- SUPPLIED RECORDS
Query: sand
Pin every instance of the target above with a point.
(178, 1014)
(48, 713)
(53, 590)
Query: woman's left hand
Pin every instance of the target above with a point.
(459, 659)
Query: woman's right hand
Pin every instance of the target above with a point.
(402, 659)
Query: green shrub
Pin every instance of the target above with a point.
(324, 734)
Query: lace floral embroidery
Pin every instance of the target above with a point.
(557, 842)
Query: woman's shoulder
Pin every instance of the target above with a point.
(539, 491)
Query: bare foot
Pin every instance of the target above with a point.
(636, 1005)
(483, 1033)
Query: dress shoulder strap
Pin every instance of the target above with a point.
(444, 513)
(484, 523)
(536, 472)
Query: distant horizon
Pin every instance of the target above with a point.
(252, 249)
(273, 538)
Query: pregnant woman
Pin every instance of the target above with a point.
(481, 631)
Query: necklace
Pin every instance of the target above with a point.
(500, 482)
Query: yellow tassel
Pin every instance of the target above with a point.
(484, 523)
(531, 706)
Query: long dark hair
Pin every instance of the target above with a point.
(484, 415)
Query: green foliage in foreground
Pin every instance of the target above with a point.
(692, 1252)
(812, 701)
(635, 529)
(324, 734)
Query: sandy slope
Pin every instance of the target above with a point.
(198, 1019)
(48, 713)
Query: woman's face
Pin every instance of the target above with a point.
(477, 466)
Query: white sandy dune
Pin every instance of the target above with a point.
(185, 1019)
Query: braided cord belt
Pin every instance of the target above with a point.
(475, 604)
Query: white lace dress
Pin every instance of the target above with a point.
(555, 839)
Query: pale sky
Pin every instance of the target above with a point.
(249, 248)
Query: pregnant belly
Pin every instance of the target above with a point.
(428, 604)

- DIRECTIVE
Return the lines from the line containing "Query: bare foot" to the end of the entries above, exactly as they appear and with no other output.

- RESULT OF THE TASK
Query: bare foot
Pin every instance of the target above with a point.
(636, 1005)
(483, 1033)
Query: dress shoulder strap
Pin every instance of the target above with a point.
(444, 513)
(484, 523)
(536, 472)
Query: distant horizon
Pin every instance of the target above with a point.
(252, 249)
(273, 538)
Query: pregnant woman
Pin every instance of the target above with a point.
(481, 631)
Query: necklace
Pin every instance of the target above with a point.
(500, 482)
Query: yellow tassel
Pin every instance of the target above with a point.
(484, 523)
(531, 706)
Query: long dark hair
Pin every instance of the target above with a point.
(484, 415)
Query: green foliage in foreground
Pin every instance of the target above with a point.
(692, 1252)
(812, 701)
(635, 529)
(324, 734)
Query: sandy slope
Pin every instance of the target above with a point.
(198, 1019)
(48, 713)
Query: woman's face
Pin every instance of the target above with a point.
(477, 466)
Query: white sandy dune
Pin every instance of the target above with a point.
(185, 1019)
Query: braided cord belt
Pin every instance of the target above with a point.
(475, 604)
Query: white lace dress
Pin every instance of the target above with a point.
(555, 839)
Query: pale sky
Pin every instance of the target above with a point.
(249, 248)
Query: pregnant belly
Pin every instance of the target above with a point.
(428, 604)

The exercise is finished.